やることリスト:
1. 南海トラフ地震についての文章によると、2025年1月の時点で「南海トラフ地震防災対策推進地域」に指定されているのはどの範囲ですか。
2. 南海トラフ地震についての文章から、南海トラフ地震臨時情報の段階をすべて挙げてください。
3. 南海トラフ地震についての文章を、最後の文の後から引き継いで書き進めてください。

文書抜粋:
____________
2024年8月に発生した、宮崎県日向灘沖を震源とするマグニチュード7.1の地震。これを受け運用開始以降初めて、南海トラフ地震臨時情報「巨大地震注意」が発表されました。
駿河湾から日向灘沖にかけてのプレート境界を震源域とする南海トラフ地震は、広い範囲に甚大な被害を引き起こすことが予測されています。地震や津波の被害により、電気・ガス・水道などのライフラインが長期間使用できなくなる可能性があります。
切迫する南海トラフ地震に対し、私たちはどのように備えるべきでしょうか。この記事では、南海トラフ地震における停電リスクに着目して、必要な備えについて解説します。
いつ起きてもおかしくない? 南海トラフ地震とは
南海トラフとは、ユーラシアプレートとフィリピン海プレートの境界部分に位置する、海底の溝状の地形を形成する区域のことです[*1], (図1)。
図1: 日本付近のプレートの模式図
出典: 気象庁 「南海トラフ地震のメカニズム」
https://www.jma.go.jp/jma/kishou/know/jishin/nteq/nteq.html
南海トラフ沿いのプレート境界では、フィリピン海プレートがユーラシアプレートの下に1年あたり数cmの速度で沈み込んでいます。フィリピン海プレートが沈み込む際に発生する強い固着によってひずみが蓄積し、その反動でユーラシアプレートが跳ね上がることで、地震が発生するというメカニズムです。
プレートの活動は繰り返されるため、これまでも100年〜150年の周期で、大規模な地震が発生してきました。過去の事例を見ると、駿河湾から四国沖の広い領域で同時に地震が発生したり、マグニチュード8クラスの大規模地震が時間をおいて隣接地域で発生するなど、その発生パターンは様々です[*1], [*2]。
南海トラフ地震が発生すると、関東から四国、九州の太平洋側を中心に、震度6弱以上の地震や3m以上の津波などの大きな被害が生じる可能性があります[*3], (図2)。
図2: 南海トラフ地震で大きな被害が見込まれる地域
出典: 内閣府 「南海トラフ地震ーその時の備えー」(2018)
https://www.bousai.go.jp/jishin/nankai/rinji/pdf/leaflet.pdf, p.1
南海トラフ地震によって大きな被害が想定されている地域は、「南海トラフ地震防災対策推進地域」に指定されています。2025年1月の時点で、1都2府26県707市町村が指定されており、国内の多くのエリアで地震のリスクが高いことがわかります[*4]。
冒頭で先述した通り、2024年8月に発生した宮崎県の地震では、2019年に運用開始された「南海トラフ地震臨時情報(巨大地震注意)」が初めて発表されています。「南海トラフ地震臨時情報」とは、南海トラフ沿いで異常な現象が観測され、地震発生の可能性が相対的に高まっていると判断されたときに、気象庁から発表されるものです[*5], (図3)。
図3: 南海トラフ地震臨時情報とは
出典: 内閣府「特集② 南海トラフ地震臨時情報とは ~その時私たちは何をすればいいのか~」
https://www.bousai.go.jp/kohou/kouhoubousai/r06/111/special_02.html
南海トラフ地震臨時情報には「調査中」「巨大地震警戒」「巨大地震注意」「調査終了」の4つの段階があり、それぞれの状況に応じて事前避難や避難準備をする必要があります。
____________
物体位置ラベリング項目:
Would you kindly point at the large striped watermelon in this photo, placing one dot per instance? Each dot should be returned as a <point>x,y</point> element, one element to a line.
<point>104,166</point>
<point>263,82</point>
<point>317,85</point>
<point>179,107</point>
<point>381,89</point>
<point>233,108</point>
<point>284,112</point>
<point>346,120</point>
____________
この演習の解答:
1. 1都2府26県の707市町村です。

2. 調査中、巨大地震警戒、巨大地震注意、調査終了

3.
南海トラフ地震で想定される停電リスク
広い範囲で大きな被害が想定されている南海トラフ地震は、東日本大震災や熊本地震などの過去の災害と比較して、桁違いの規模の被害になることが想定されています[*6], (図4)。
図4: 南海トラフ地震における被害想定
出典: 名古屋大学 減災連携研究センター「研究プロジェクト」
https://www.gensai.nagoya-u.ac.jp/?page_id=16
南海トラフ地震が最大クラスの規模となった場合の被災人口の想定は、日本の人口の約半数である6,000万人を超えています。このシミュレーションでは、静岡県から宮崎県にかけての一部地域で震度7、隣接する周辺の広い地域では震度6強から6弱の強い揺れ、関東地方から九州地方にかけての太平洋沿岸の広い地域に10mを超える大津波の襲来が想定されています[*7]。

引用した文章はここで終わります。